─── Given information ───

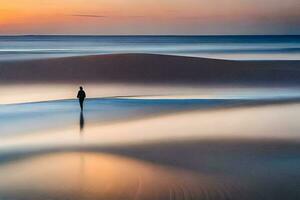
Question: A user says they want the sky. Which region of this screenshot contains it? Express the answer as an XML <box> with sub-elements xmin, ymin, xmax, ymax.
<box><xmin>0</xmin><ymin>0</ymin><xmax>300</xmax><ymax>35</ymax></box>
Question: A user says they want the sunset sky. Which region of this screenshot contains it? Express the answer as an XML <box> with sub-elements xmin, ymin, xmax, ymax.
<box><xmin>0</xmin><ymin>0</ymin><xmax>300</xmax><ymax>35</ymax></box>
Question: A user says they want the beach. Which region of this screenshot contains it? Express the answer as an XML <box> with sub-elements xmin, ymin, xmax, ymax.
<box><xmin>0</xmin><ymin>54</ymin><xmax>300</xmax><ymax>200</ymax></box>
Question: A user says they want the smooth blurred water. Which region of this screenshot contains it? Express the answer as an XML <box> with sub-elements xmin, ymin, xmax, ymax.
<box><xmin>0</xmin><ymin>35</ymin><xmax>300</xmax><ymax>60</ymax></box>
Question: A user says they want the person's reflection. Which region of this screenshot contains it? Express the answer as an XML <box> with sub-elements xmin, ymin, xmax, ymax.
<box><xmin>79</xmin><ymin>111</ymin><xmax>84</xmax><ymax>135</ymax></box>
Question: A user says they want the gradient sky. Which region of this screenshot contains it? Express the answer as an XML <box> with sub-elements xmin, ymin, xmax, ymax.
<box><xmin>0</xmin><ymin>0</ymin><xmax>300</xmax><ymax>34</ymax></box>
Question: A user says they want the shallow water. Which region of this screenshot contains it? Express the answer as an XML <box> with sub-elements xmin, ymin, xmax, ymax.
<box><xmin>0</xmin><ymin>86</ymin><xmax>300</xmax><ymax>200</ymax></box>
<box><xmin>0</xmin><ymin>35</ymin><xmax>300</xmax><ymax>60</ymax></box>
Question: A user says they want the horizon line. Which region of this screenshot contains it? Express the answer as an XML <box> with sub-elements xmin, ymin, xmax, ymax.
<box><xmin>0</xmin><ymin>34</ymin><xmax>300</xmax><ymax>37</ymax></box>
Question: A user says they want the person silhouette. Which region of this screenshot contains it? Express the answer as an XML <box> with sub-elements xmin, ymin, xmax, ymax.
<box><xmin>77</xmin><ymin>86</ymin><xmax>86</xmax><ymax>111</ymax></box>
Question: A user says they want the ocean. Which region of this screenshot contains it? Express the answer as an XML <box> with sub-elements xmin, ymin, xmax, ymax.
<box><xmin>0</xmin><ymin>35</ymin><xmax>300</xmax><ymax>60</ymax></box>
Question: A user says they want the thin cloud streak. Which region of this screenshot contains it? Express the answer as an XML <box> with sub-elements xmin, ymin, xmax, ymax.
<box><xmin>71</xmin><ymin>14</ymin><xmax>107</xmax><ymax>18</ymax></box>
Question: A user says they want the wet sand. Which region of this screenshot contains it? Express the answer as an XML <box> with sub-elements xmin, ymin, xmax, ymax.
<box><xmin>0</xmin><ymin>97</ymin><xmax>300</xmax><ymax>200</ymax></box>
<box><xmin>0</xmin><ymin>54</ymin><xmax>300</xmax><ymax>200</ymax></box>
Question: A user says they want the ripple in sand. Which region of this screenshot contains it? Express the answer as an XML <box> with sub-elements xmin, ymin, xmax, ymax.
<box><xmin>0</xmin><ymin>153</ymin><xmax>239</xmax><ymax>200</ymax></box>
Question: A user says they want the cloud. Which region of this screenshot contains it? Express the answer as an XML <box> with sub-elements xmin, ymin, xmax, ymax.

───
─── Given information ───

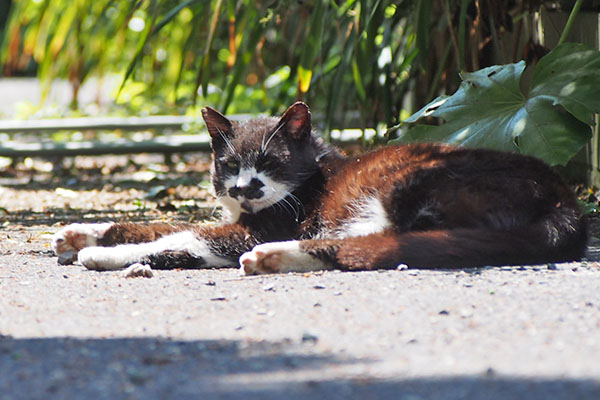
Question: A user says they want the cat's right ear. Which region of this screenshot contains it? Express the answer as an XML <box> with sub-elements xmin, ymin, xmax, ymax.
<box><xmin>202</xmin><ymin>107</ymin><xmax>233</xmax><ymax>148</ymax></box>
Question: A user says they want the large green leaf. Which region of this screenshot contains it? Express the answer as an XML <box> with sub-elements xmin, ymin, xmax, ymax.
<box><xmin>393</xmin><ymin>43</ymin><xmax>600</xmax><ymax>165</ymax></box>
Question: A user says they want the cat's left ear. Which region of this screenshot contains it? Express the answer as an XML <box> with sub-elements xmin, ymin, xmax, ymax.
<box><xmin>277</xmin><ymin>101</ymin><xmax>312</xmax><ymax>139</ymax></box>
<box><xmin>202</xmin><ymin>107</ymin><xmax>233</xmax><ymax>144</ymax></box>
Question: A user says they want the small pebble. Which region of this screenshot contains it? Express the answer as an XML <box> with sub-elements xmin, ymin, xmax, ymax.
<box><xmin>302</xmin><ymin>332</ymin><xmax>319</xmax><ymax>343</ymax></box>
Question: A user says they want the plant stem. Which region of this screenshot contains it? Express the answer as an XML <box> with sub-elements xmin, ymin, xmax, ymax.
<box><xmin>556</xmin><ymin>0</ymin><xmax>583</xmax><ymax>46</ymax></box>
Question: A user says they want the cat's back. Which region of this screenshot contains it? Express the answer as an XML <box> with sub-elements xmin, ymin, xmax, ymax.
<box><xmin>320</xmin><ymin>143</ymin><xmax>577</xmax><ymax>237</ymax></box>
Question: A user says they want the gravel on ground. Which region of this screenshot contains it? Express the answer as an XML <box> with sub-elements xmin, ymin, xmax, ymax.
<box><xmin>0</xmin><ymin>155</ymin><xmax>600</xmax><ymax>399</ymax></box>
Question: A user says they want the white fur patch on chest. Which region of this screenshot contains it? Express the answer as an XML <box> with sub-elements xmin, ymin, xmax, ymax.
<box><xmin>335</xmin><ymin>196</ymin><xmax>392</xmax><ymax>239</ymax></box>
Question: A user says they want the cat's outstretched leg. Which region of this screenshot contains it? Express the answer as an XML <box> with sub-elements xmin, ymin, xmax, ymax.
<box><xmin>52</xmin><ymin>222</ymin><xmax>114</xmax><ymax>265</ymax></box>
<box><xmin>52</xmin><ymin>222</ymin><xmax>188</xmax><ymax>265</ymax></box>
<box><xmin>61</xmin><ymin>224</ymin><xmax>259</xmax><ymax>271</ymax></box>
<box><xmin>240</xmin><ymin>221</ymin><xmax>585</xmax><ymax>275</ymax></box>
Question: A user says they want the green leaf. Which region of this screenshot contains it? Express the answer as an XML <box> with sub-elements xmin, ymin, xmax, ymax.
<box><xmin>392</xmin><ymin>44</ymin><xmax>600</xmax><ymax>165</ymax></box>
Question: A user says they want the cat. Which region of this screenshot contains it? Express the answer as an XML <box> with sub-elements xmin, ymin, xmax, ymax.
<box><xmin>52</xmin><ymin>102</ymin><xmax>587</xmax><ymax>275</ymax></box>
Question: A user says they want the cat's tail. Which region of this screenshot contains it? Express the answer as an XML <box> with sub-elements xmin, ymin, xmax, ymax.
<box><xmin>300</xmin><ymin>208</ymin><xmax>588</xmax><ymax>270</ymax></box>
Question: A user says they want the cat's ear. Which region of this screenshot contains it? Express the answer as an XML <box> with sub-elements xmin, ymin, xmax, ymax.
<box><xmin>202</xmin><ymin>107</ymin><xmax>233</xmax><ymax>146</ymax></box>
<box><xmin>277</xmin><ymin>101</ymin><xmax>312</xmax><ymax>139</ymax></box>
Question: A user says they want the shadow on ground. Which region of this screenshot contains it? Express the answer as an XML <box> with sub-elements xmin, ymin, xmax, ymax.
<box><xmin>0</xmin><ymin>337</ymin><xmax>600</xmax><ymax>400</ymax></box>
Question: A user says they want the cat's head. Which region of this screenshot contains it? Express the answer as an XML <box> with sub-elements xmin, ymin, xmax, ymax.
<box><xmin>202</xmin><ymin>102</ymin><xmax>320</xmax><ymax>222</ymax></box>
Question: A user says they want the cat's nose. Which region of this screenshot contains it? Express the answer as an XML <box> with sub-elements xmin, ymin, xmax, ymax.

───
─── Given information ───

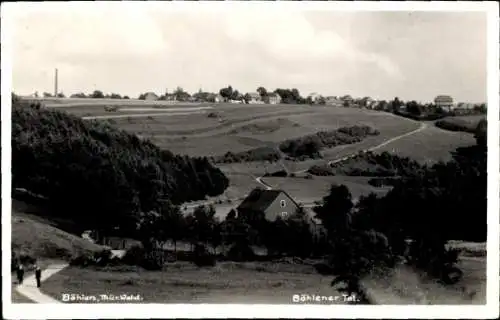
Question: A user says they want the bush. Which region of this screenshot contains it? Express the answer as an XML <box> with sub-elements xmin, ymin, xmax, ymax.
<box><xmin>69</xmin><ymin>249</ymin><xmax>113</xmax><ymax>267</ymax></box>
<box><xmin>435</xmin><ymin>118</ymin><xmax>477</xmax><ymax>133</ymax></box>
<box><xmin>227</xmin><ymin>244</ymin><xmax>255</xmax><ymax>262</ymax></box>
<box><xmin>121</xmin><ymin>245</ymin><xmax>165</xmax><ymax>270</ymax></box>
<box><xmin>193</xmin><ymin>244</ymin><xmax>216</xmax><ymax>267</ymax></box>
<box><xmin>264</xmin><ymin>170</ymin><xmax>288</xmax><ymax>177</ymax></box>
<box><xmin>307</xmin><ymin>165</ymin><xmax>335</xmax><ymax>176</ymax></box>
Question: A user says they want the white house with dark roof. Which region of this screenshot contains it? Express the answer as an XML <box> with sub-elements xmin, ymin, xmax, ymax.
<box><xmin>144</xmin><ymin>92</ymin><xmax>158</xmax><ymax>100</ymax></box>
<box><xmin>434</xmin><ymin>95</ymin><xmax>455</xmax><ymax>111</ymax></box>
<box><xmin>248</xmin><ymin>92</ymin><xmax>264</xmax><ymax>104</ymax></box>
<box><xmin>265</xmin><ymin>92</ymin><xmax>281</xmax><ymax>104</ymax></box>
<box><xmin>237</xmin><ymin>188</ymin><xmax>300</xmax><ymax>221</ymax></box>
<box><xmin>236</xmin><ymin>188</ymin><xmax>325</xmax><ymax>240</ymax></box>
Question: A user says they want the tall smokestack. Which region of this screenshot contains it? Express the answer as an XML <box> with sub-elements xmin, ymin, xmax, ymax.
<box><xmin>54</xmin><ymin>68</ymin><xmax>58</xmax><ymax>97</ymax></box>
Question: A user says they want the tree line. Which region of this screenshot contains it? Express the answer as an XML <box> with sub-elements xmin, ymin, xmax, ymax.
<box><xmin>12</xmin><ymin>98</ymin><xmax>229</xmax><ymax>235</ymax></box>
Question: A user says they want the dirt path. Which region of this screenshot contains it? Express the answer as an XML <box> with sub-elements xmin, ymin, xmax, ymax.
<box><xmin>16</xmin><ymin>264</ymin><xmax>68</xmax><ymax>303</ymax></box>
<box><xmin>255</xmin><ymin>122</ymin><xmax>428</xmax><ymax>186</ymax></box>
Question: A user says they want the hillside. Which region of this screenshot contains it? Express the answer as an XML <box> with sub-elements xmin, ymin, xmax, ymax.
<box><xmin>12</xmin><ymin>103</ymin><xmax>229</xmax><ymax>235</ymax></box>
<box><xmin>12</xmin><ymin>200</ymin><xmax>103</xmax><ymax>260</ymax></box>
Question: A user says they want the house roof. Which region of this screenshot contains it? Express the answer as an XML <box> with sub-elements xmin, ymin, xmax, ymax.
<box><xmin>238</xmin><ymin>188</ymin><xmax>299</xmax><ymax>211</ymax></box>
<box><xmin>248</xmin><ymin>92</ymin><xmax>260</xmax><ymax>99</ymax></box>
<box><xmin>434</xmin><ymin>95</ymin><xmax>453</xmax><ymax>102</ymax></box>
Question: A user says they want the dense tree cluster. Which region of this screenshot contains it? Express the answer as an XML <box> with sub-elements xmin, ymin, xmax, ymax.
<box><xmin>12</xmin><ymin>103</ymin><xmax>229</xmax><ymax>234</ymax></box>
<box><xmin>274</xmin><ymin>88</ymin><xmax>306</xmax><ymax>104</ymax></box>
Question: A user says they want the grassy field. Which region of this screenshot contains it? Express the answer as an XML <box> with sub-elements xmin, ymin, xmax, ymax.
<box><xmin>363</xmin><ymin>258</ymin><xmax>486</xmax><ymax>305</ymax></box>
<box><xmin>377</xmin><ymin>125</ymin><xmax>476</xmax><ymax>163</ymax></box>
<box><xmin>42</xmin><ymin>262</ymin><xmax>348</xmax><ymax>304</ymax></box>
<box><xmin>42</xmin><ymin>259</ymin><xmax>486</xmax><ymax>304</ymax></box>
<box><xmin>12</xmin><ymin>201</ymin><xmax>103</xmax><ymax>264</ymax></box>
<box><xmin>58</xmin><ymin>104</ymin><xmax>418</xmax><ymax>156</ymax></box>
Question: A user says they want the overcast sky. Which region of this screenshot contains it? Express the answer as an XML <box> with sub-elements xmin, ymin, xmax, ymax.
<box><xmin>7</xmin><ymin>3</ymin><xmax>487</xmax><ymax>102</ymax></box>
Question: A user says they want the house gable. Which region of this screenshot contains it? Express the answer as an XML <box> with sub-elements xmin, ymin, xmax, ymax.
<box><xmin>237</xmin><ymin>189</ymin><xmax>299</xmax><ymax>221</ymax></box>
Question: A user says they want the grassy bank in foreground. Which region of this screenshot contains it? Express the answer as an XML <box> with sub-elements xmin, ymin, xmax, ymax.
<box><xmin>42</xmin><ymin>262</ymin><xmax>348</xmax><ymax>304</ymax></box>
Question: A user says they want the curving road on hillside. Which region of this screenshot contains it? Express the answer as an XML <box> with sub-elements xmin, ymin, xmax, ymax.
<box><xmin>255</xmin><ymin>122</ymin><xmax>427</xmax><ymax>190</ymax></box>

───

What you should do
How many lines of the records above contain the string "person", with uppercase and lowercase letters treated as different? Reply with the number alone.

Task answer
2